_Provided text_

****************************************

The legal community is all abuzz about this, but compliance experts note that this is also a warning bell to Compliance Officers and impacts on many elements of the compliance programs. Compliance experts remind Compliance Officers to take note of key elements in their programs to ensure they are complete and functioning efficiently and implemented with diligence, as any failures could trigger the “reverse false claim.”

Al Bassett, JD, former Deputy Inspector General and FBI executive with 15 years healthcare compliance consulting experience notes that “The Compliance Officer must have direct access to the executive leadership and board to ensure that potential violations are acted upon and disclosed in a timely manner. They cannot languish for failing to make timely decisions.”

Compliance Policies.
Jillian Bower of the Policy Resource Center stated that “The Court decision increases the importance of having written guidance already in place to address potential overpayments, including policies for conducting investigations, disclosure, as well as protocols between the Compliance Officer and Legal Counsel in handling complaints. Without such written guidance, matters could bog down and run out the clock.”

Carrie Kusserow, a senior consultant with over a decade specialized experience with hotlines, observed that “Most questionable claims processing practices arise from employees. It is not only critical to have a hotline and to encourage employees to use it to report issues without fear of retribution, but also for the compliance office to act promptly on any information provided. Failure to take timely action is a “ticking time bomb” under the 60-day Rule.”

Jim Cottos, who has served as an Interim Compliance Officer for many organizations, along with his experience as former Chief Inspector for the Department of Health and Human Services (HHS) Office of Inspector General (OIG) advised that “Organizations must have available trained people to investigate potential violations of law or regulation.” He warns that “Just because someone is an attorney does not mean they are qualified investigative experts. If such experts are not available on staff, then such experts should be identified in advance to be made available for prompt and efficient resolutions.”

****************************************

_Data below_
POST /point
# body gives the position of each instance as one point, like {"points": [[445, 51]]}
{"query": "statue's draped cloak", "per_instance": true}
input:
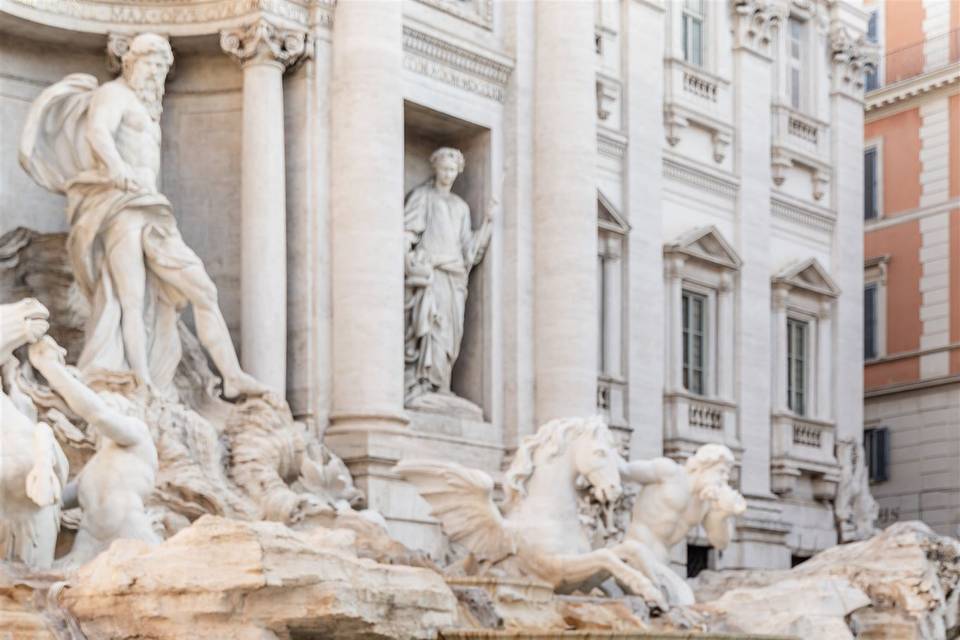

****************************************

_Exercise 1_
Summarize the text on compliance programs in two sentences.
_Exercise 2_
From the text on compliance programs, extract the passage from "Al Bassett, JD, former" to "Compliance Policies.", word for word.
The material plays no part in this work.

_Final answer 1_
Compliance experts warn that a court decision affects many elements of compliance programs, and they urge Compliance Officers to make sure their programs are complete, efficient and diligently implemented, since any failures could trigger the "reverse false claim." They stress direct access to executive leadership and the board, written guidance on overpayments, a hotline whose reports get prompt action, and trained investigators ready to look into potential violations.

_Final answer 2_
Al Bassett, JD, former Deputy Inspector General and FBI executive with 15 years healthcare compliance consulting experience notes that “The Compliance Officer must have direct access to the executive leadership and board to ensure that potential violations are acted upon and disclosed in a timely manner. They cannot languish for failing to make timely decisions.”

Compliance Policies.